• Texte de l'exercice
Qu’Amiel ait été, au choix, névrosé obsessionnel ou maniaco-dépressif, donc malade, nul n’en doute ; mais, une fois posé ce prétendu diagnostic, nous voici pourtant confrontés à la double longévité de son texte : longévité anthume, – quarante-deux ans d’écriture, de prolifération inexorable ; longévité posthume, – cent trente ans déjà , et des lecteurs qui s’appelaient Léon Tolstoï, André Gide (prix Nobel 1947) et Paul Valéry, puis, plus près de nous, Anaïs Nin, Jean-Paul Sartre (prix Nobel 1964), Marcel Raymond, Jean Starobinski (deux spécialistes de Rousseau), Georges Poulet (spécialiste de Proust), et des chercheurs disséminés dans le monde entier. Ce qui revient à dire qu’avec une espérance de vie à peu près nulle, affligé de défauts morbides, mais pas mortels, le Journal d’Amiel a su rester vivant.

• Données ci-dessous
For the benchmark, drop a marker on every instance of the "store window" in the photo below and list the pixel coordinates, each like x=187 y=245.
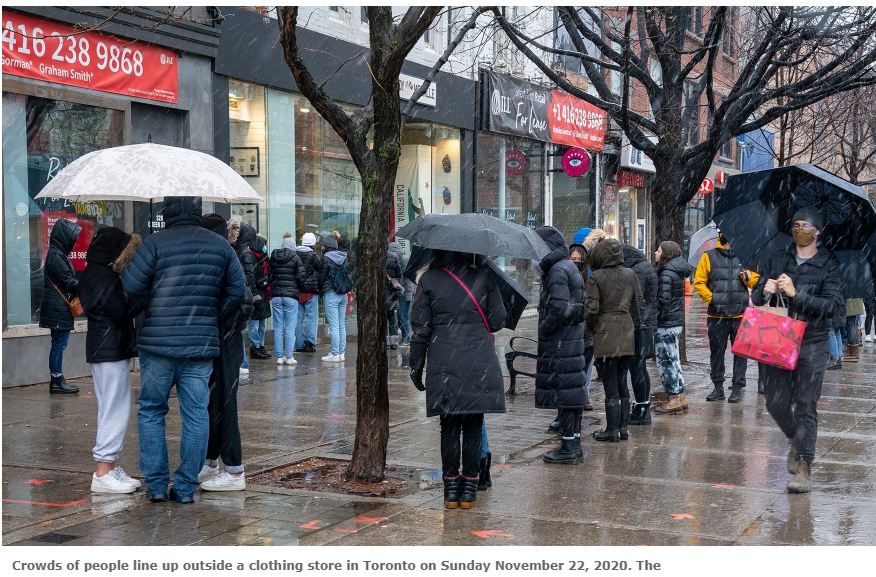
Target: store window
x=510 y=176
x=41 y=137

• Questions d'étude
a: Résumez en deux phrases le texte sur le Journal d'Amiel.
b: Traduisez en anglais cette phrase du texte sur le Journal d'Amiel : « Ce qui revient à dire qu'avec une espérance de vie à peu près nulle, affligé de défauts morbides, mais pas mortels, le Journal d'Amiel a su rester vivant. »
c: Poursuivez le texte sur le Journal d'Amiel après sa dernière phrase.

• Réponses rédigées
a: Même si personne ne doute qu'Amiel était malade, névrosé obsessionnel ou maniaco-dépressif, son Journal a connu une double longévité : quarante-deux ans d'écriture, puis cent trente ans de lecture par des auteurs comme Tolstoï, Gide, Valéry ou Sartre et par des chercheurs du monde entier. Ainsi, malgré des défauts morbides mais pas mortels, ce Journal est resté vivant.

b: Which amounts to saying that, with a life expectancy of almost zero, afflicted with morbid but not fatal flaws, Amiel's Journal has managed to stay alive.

c:
Reste à comprendre pourquoi.
Le cas Henri-Frédéric Amiel nous oblige à poser une bien étrange question : qu’est-ce qu’on fait quand on ne fait rien ?
Qu’est-ce qu’on fait quand on ne sait pas ce qu’on fait, quand ce qu’on écrit ne correspond à aucun projet même vague, à aucun sujet bien défini, quand on bavarde, quand on divague, quand on piétine, quand on patauge toujours dans la même eau, quand on n’écrit que pour écrire, sans commencement et sans fin, sans qu’aucun plan n’impose la suite, faisant chaque jour des pauses, mais non pas des étapes, quand on soliloque intarissablement et si longuement qu’on cesse bientôt de savoir ce qu’on a déjà dit, quand le texte n’a aucun statut, et qu’arrivé à la fin de sa vie, on le comprend soi-même si peu et si mal qu’on n’imagine pas d’autre moyen de le publier, c’est-à -dire de le sauver, que de l’amputer de 97 % du total ?
J’ai une hypothèse.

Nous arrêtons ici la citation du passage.